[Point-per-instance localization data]
• • • •

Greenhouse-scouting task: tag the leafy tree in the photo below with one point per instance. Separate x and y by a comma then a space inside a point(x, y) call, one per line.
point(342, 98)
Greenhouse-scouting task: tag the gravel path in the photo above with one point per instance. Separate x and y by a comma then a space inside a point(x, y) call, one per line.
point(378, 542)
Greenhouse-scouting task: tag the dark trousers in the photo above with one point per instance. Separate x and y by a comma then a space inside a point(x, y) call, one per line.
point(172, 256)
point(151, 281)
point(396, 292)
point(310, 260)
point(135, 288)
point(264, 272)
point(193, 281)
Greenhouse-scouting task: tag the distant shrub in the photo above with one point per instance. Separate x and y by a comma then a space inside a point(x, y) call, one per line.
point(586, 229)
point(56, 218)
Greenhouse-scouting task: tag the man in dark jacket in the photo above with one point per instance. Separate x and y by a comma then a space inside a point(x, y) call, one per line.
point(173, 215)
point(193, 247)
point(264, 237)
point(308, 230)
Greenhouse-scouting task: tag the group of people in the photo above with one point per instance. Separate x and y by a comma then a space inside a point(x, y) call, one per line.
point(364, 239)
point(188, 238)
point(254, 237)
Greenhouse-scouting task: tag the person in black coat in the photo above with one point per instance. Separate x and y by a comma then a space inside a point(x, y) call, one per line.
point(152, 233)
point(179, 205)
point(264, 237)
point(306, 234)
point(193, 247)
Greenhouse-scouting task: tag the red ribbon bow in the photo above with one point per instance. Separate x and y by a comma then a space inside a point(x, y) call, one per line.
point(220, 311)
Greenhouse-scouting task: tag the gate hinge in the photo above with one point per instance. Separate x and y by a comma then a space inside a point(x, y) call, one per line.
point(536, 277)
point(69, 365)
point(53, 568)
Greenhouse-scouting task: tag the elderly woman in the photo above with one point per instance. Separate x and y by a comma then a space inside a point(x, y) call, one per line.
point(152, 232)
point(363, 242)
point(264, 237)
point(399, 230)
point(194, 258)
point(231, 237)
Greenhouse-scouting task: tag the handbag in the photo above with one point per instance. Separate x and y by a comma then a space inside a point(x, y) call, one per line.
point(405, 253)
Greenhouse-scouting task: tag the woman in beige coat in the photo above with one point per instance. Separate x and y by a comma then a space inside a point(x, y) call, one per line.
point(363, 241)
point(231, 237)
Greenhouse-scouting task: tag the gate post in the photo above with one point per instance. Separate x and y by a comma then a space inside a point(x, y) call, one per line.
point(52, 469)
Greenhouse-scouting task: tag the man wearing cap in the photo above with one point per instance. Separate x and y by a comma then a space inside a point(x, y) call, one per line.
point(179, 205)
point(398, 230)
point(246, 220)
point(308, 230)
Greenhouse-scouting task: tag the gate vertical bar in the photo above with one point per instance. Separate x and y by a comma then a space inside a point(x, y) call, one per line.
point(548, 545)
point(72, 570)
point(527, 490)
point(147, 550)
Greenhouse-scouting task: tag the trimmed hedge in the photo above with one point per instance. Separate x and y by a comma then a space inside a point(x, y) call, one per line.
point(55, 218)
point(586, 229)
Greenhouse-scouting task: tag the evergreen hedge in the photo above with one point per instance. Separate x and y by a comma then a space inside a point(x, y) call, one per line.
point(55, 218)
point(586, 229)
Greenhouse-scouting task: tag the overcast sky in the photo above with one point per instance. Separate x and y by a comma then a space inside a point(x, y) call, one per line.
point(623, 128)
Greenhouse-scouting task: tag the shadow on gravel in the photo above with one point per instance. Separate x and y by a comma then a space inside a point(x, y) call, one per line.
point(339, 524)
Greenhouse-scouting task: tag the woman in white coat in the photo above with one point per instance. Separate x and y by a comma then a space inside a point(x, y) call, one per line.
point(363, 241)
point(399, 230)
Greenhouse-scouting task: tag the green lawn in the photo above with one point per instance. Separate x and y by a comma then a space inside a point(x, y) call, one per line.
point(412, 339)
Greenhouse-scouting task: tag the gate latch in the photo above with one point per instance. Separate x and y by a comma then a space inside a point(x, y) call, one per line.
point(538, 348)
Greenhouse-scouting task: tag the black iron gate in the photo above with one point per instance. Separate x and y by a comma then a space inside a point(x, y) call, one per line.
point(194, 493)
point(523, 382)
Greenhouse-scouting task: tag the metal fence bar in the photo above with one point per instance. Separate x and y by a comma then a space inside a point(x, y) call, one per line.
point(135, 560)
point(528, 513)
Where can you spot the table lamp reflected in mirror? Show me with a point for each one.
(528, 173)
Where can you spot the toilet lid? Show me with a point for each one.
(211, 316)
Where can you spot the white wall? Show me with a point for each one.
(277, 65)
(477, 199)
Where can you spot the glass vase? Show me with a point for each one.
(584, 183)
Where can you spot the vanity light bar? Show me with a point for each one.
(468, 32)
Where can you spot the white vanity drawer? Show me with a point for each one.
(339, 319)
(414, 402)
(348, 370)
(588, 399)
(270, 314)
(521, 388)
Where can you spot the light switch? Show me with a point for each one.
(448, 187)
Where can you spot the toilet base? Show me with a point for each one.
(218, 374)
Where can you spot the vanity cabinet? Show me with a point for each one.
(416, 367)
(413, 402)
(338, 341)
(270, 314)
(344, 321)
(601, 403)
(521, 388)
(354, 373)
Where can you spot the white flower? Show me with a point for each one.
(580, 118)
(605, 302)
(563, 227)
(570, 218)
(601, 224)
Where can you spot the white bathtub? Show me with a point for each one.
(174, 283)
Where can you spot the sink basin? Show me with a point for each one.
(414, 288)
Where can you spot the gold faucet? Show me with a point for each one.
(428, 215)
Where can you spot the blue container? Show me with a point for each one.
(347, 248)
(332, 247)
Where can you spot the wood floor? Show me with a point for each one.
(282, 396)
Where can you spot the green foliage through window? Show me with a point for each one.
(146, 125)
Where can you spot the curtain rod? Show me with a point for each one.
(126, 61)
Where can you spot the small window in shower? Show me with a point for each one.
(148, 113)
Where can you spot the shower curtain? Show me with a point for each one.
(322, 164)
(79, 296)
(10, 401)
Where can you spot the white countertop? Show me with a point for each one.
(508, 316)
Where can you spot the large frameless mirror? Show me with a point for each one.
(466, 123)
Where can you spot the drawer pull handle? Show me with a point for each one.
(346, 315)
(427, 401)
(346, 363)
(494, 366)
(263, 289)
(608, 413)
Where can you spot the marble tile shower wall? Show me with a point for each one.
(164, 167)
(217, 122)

• • • •

Repeat each entry exactly as it was given.

SOLVED EXERCISE ::
Greenhouse-scouting task: tag the leafy tree in the photo below with one point per instance. Separate x and y by a comma then a space inside a point(x, y) call, one per line.
point(342, 98)
Greenhouse-scouting task: tag the gravel path in the photo above with one point per instance. Separate x and y by a comma then a space inside a point(x, y) call, one per line.
point(378, 542)
Greenhouse-scouting task: tag the dark trousers in the photo above with one point per instance. Separate x and y by a comma then a space inside a point(x, y) call, one per line.
point(172, 256)
point(151, 281)
point(396, 292)
point(310, 260)
point(135, 288)
point(264, 272)
point(193, 281)
Greenhouse-scouting task: tag the distant shrub in the photo above with one point per instance. Separate x and y by a comma then a space inside a point(x, y) call, one per line.
point(586, 229)
point(56, 218)
Greenhouse-scouting task: tag the man in dark jacket in the photo above with one point per instance. Separate x and y by a comma then a space inside a point(x, y) call, one per line.
point(173, 215)
point(193, 247)
point(264, 237)
point(308, 230)
Greenhouse-scouting task: tag the group of people in the photo above with one point per instance. Separate x and y by a comma then a space inside a point(x, y) call, one per line.
point(364, 239)
point(188, 238)
point(254, 237)
Greenhouse-scouting task: tag the person in black coat in the photo above with one point per instance. Separate x and y by a comma then a space inside a point(x, y) call, one per line.
point(152, 233)
point(179, 205)
point(264, 237)
point(306, 234)
point(193, 247)
Greenhouse-scouting task: tag the red ribbon bow in the photo above with one point per instance. Separate x and y by a comma then a space inside a point(x, y) call, one per line.
point(220, 311)
Greenhouse-scouting task: tag the gate hinge in the photo above with one point per instance. Separate x and y by a comma then a space inside a point(x, y) call, one per line.
point(536, 277)
point(69, 365)
point(53, 568)
Greenhouse-scouting task: tag the elderly woman in the photo above with one point per instance. Separate x and y by a comma then a space inside a point(x, y) call, one per line.
point(152, 232)
point(363, 242)
point(264, 237)
point(399, 230)
point(194, 258)
point(231, 237)
Greenhouse-scouting task: tag the handbag in the photo above with one point per instance. Separate x and y by a comma then a space inside a point(x, y) call, one per line.
point(405, 253)
Greenhouse-scouting task: tag the woman in beige coat in the photo above with one point per instance. Separate x and y by a comma then a space inside a point(x, y) call, one per line.
point(363, 241)
point(231, 237)
Greenhouse-scouting task: tag the gate post in the photo above with one point per instance. Separate x and y by a comma then a space inside a point(x, y) call, one per line.
point(52, 469)
Greenhouse-scouting task: tag the man wearing cap in the photo above with one point per instance. Separate x and y by a comma then a space inside a point(x, y) call, one per line.
point(179, 205)
point(398, 230)
point(246, 220)
point(308, 230)
Greenhouse-scouting task: tag the gate vertical bar in the photo above with one point per instance. Separate x and y by a comma then a space inside a point(x, y) call, one per line.
point(548, 545)
point(72, 570)
point(527, 490)
point(147, 550)
Greenhouse-scouting task: tag the trimmed hedge in the photo above with one point per instance. Separate x and y by a comma then a space inside a point(x, y) call, one per line.
point(55, 218)
point(586, 229)
Greenhouse-scouting task: tag the evergreen hedge in the photo above with one point per instance. Separate x and y by a comma then a space inside a point(x, y) call, one per line.
point(55, 218)
point(586, 229)
Greenhouse-scouting task: tag the overcast sky in the photo above with one point per instance. Separate x and y by a comma then a space inside a point(x, y) call, one per line.
point(623, 128)
Greenhouse-scouting task: tag the shadow on gravel in the photo above with one point per instance. Separate x and y by a comma then a space inside a point(x, y) call, one per line.
point(339, 524)
Greenhouse-scouting task: tag the woman in white coat in the photo above with one point per instance. Separate x and y by a comma then a space inside a point(x, y) call, one per line.
point(363, 241)
point(399, 230)
Greenhouse-scouting task: tag the green lawn in the photo above with one point per instance. Separate x and y by a comma then a space inside a point(x, y) call, one per line.
point(412, 339)
Greenhouse-scouting task: tag the gate latch in the photo above with one point per instance. Separate x and y by a comma then a space inside a point(x, y) call, one per line.
point(538, 348)
Greenhouse-scouting task: tag the black iron gate in the photo above with one point per instance. Separate x and y by a comma then a space inside a point(x, y) call, one per line.
point(194, 493)
point(523, 382)
Greenhouse-scouting task: tag the metal fence bar in the photo above with one point per instance. Separate x and y by a comma then a space inside a point(x, y) call, one per line.
point(135, 560)
point(528, 513)
Where can you spot the table lamp reflected in mirror? Show me with a point for each one.
(528, 173)
Where can you spot the toilet lid? Show me with a point for each one.
(211, 316)
Where can you spot the white wall? Show me with a point for each one.
(277, 65)
(477, 199)
Where can you spot the glass vase? Show me with a point for each one.
(584, 183)
Where can you spot the vanity light bar? Show me with a point for each one.
(468, 32)
Where can you spot the white vanity drawer? Show me with a point for each one.
(339, 319)
(414, 402)
(348, 370)
(588, 399)
(270, 314)
(521, 388)
Where can you spot the light switch? Show me with a point for each one.
(448, 187)
Where can you spot the toilet base? Show me with a point for each one.
(218, 374)
Where can you spot the vanity cabinet? Show me with a point for each one.
(416, 367)
(413, 402)
(338, 341)
(270, 314)
(344, 321)
(601, 403)
(521, 388)
(354, 373)
Where can you spot the white flower? Show me with a point for each one.
(580, 118)
(605, 302)
(563, 227)
(570, 218)
(601, 224)
Where can you spot the white bathtub? Show me with a point for each one.
(174, 283)
Where can you spot the sink basin? Show me with a point for each one.
(414, 288)
Where can you spot the gold faucet? Show me with a point for each one.
(428, 215)
Where can you spot the blue container? Show me with a point for each one.
(347, 248)
(332, 247)
Where can you spot the wood floor? Show me with a point for each one.
(282, 396)
Where can you spot the green foliage through window? Show me with a point for each one.
(146, 125)
Where can you spot the curtain rod? Show me with a point for each one.
(126, 61)
Where can you spot the small window in shower? Show me with a point for each one.
(148, 113)
Where can you spot the shower curtain? Show me with a point for each one.
(322, 164)
(79, 296)
(10, 401)
Where can you spot the white countertop? Show me with a point for each one.
(508, 316)
Where can you spot the large frameless mirror? Show me with a point for each one.
(466, 123)
Where can you spot the drawer pull handle? Show me with a point for each one.
(346, 315)
(427, 401)
(346, 363)
(494, 366)
(263, 289)
(608, 413)
Where can you spot the marble tile shower wall? Show me with a point for each one.
(164, 167)
(217, 122)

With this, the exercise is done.